Extrait fourni:
---+---

Peut-on décider sans les partis politiques ?
Annoncé pour se tenir depuis des mois, le forum national, face aux nombreux défis sans doute, a fini par être oublié des agendas de la transition. Et pour cause, selon certaines sources, la désignation des délégués confiée à certaines structures qui n’avaient en réalité aucune légitimité allait être biaisée car elles s’employaient à manipuler les listes, guidées par quelques calculs politiciens par lesquels certaines d’entre elles voudraient organiser leur retour, en contrôlant le forum par lequel ils pourraient imposer leurs idées à la refondation. Mais, depuis quelques semaines, sans que le gouvernement ni le CNSP ne communique sur le sujet, certaines sources ramènent au goût du jour la tenue du forum national qui, non encore tenu, met le Niger en retard par rapport aux deux autres pays de l’AES qui ont tenu les siens et ont même installé certaines institutions de leur transition et, souvent, sont en passe d’autoriser les activités des partis politiques. Alors que les deux autres disposent d’organes législatifs, au Niger, cela se fait attendre et il n’y a toujours pas de date en vue pour la tenue du forum, malgré les spéculations que l’on peut entendre ces derniers jours.
Au Niger, on ne sait rien encore du forum national, ni de son format, ni de ses probables participants, ni de son calendrier ni même, exactement, les sujets sur lesquels ils devraient se pencher pour baliser la nouvelle marche du pays. La question qui revient sans cesse dans les débats est avec : qui, devra-t-on organiser et tenir ce forum ? Et pour quelle durée ?
La question est cruciale dans un Niger où, après le coup d’Etat, l’on peut observer que bien d’acteurs de l’ancien régime restent sur place, occupant des responsabilités importantes dans la nouvelle administration mise en place par les militaires. Doit-on s’attendre à voir les mêmes réinvestir le forum pour venir le détourner à leur compte, ces hommes et ces femmes, pouvant encore user du pouvoir de l’argent qu’ils ont accumulé et conservé parce que la transition n’aura pas été capable de les faire rendre gorge pour restituer les biens mal acquis et toutes ces fortunes illicitement constituées.

---+---

Données fournies:
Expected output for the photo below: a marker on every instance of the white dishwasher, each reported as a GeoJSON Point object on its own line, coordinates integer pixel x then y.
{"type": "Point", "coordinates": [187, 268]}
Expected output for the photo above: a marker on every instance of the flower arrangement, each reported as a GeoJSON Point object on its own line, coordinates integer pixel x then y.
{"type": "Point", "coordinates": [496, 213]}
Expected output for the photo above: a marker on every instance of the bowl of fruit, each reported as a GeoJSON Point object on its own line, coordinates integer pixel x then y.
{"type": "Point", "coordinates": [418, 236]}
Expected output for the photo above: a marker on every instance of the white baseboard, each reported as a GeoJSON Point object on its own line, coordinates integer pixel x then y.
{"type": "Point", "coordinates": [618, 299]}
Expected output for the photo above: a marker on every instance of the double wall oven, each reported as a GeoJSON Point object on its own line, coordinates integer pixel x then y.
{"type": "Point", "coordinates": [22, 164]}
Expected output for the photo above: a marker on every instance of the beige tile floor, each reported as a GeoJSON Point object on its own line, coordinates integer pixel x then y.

---+---

La consigne: Reprenez mot pour mot le passage de l'extrait sur le forum national au Niger qui va de « Au Niger, on » à « quelle durée ? », ces deux bornes incluses.

La solution:
Au Niger, on ne sait rien encore du forum national, ni de son format, ni de ses probables participants, ni de son calendrier ni même, exactement, les sujets sur lesquels ils devraient se pencher pour baliser la nouvelle marche du pays. La question qui revient sans cesse dans les débats est avec : qui, devra-t-on organiser et tenir ce forum ? Et pour quelle durée ?